» Selected passage:

────────────────

Public Outcry Leads to New SBA Guidance on PPP Eligibility, the “Necessary to Support the Ongoing Operations” Certification, and a “Safe Harbor”
Following criticism that large restaurant chains were able to obtain funds before the loan program had been depleted – seemingly shutting out much smaller restaurants – Shake Shack has publicly announced that it is returning its $10 million Paycheck Protection Program (“PPP”) loan. Other large restaurant chains such as Ruth’s Chris Steakhouse, Potbelly and J. Alexander’s have also been in the news for receiving large PPP loans. Calling the program “confusing” and without a “user manual,” Shake Shack noted that while it met the CARES Act criteria for a loan, it now understands that the program was underfunded and that the corporation had the alternative ability to “access the additional capital we needed through an equity transaction in the public markets.”
Restaurants received a special waiver of the affiliation rules in the CARES Act, which enhanced the eligibility of these large corporations with multiple locations and many employees for significant loan amounts. But the current outcry isn’t limited to restaurants. Forbes is reporting that 71 publicly traded companies received PPP funding before the money ran out last week, including 20 publicly traded companies with current market capitalizations greater than $100 million.
These developments beget the question many applicants confronted at the time of their program application: What establishes a sufficient basis for the required certification that “[c]urrent economic uncertainty makes this loan request necessary to support the ongoing operations of the Applicant” to determine program eligibility? Without guidance from the SBA, there was only the CARES Act directive that the certification had to be made in “good faith.” Now, under headline and political pressures, the SBA has issued new guidance.

────────────────

Segmentation data:
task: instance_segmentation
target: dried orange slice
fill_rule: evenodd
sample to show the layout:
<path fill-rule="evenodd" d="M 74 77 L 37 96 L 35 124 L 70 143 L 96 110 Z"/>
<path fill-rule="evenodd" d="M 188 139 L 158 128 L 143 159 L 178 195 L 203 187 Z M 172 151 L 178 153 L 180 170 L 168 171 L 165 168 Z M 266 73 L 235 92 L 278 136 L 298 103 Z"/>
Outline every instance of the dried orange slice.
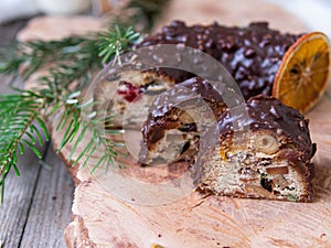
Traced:
<path fill-rule="evenodd" d="M 299 37 L 286 52 L 274 80 L 273 96 L 300 112 L 323 95 L 329 80 L 330 45 L 325 34 Z"/>

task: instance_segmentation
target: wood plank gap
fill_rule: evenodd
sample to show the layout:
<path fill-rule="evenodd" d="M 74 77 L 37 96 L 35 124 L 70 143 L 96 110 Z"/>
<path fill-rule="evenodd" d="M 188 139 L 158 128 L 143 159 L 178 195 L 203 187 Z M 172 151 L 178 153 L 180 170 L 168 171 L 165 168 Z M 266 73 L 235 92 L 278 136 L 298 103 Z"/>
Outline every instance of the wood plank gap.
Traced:
<path fill-rule="evenodd" d="M 42 153 L 42 159 L 41 159 L 42 161 L 44 161 L 45 158 L 47 157 L 50 144 L 51 144 L 50 141 L 47 141 L 46 144 L 45 144 L 45 150 Z M 25 227 L 26 227 L 26 224 L 29 222 L 29 216 L 30 216 L 30 212 L 31 212 L 31 208 L 32 208 L 32 203 L 35 198 L 35 191 L 36 191 L 38 182 L 39 182 L 41 170 L 42 170 L 42 165 L 40 165 L 40 164 L 38 164 L 38 165 L 39 165 L 38 175 L 36 175 L 35 181 L 34 181 L 34 185 L 33 185 L 33 190 L 32 190 L 32 197 L 31 197 L 31 201 L 30 201 L 29 206 L 28 206 L 26 217 L 25 217 L 25 220 L 24 220 L 24 225 L 23 225 L 23 229 L 22 229 L 22 234 L 21 234 L 21 237 L 20 237 L 18 248 L 20 248 L 21 245 L 22 245 L 23 236 L 24 236 L 24 233 L 25 233 Z"/>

────────────────

» What you have to do: Output the passage of the article on PPP loan guidance between "These developments beget" and "issued new guidance.", inclusive, word for word. The records are independent material, unrelated to the text.

» Problem solution:
These developments beget the question many applicants confronted at the time of their program application: What establishes a sufficient basis for the required certification that “[c]urrent economic uncertainty makes this loan request necessary to support the ongoing operations of the Applicant” to determine program eligibility? Without guidance from the SBA, there was only the CARES Act directive that the certification had to be made in “good faith.” Now, under headline and political pressures, the SBA has issued new guidance.